§ PROBLEM TO SOLVE: The line containing "wall out of this pic" opens the span to copy, and the last line of the records below closes it. Write out that span exactly.

○ ○ ○ ○ ○

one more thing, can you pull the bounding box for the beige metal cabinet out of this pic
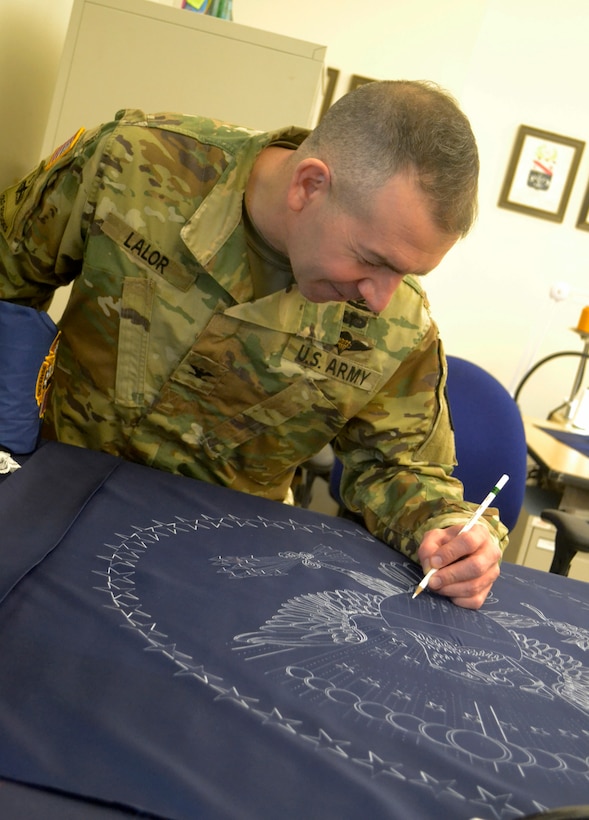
[41,0,326,157]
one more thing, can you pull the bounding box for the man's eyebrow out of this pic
[364,250,404,272]
[365,250,420,276]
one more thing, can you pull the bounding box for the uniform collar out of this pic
[180,123,308,304]
[220,286,345,343]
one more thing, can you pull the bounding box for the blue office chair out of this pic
[328,355,528,532]
[443,354,528,530]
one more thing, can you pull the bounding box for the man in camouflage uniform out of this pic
[0,81,505,608]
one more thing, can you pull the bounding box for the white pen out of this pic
[412,473,509,599]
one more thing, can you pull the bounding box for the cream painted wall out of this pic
[2,0,588,417]
[0,0,75,188]
[435,0,589,420]
[236,0,486,99]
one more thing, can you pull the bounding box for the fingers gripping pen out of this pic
[412,474,509,599]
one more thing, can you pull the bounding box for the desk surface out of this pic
[0,442,588,819]
[524,417,589,488]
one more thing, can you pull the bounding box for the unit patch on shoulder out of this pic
[36,332,61,417]
[44,127,86,172]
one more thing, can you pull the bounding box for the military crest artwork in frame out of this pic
[575,175,589,232]
[498,124,585,223]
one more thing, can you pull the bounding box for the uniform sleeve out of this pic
[335,324,509,562]
[0,120,116,311]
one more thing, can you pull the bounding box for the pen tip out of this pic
[412,587,422,599]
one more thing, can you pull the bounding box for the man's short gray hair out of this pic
[299,80,479,237]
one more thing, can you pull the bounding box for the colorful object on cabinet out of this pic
[182,0,233,19]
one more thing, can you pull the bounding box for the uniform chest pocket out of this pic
[198,376,346,491]
[200,377,340,459]
[135,365,345,492]
[115,277,155,408]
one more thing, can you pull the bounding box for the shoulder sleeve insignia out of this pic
[44,127,86,172]
[35,332,61,417]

○ ○ ○ ○ ○

§ TASK SOLUTION:
one more thing, can you pull the bounding box for the cream painted wall out of this pic
[2,0,588,417]
[0,0,75,188]
[435,0,589,420]
[236,0,486,99]
one more thing, can you pull the bounding box for the fingers gripping pen out of this pic
[412,474,509,599]
one more thing, can you pull the bounding box for the desk surface out of this pic
[0,442,588,819]
[524,417,589,488]
one more thing, can you pull the bounding box for the unit patch on shoulder out of this pic
[36,332,61,417]
[44,127,86,172]
one more thing, can you pull the bounding box for the military crest artwork in frame out of this pic
[575,175,589,232]
[498,124,585,223]
one more thing, can you pull the bounding box for the uniform sleeve out of this pic
[335,324,509,562]
[0,120,116,311]
one more thing, can you pull the bounding box for the pen tip out of this pic
[412,587,422,599]
one more thing, can you pull the bounding box for the man's short gray hair out of this pic
[299,80,479,237]
one more thing, can you pull the bounding box for the colorful object on cabinet out of this pic
[182,0,233,19]
one more thing, can you pull the bounding box for the uniform chest pocket out of this pic
[198,376,346,491]
[200,377,340,459]
[135,365,345,492]
[115,277,155,408]
one more thing, can you pull the bounding box for the shoulder sleeve insignia out of this pic
[44,127,86,172]
[35,332,61,417]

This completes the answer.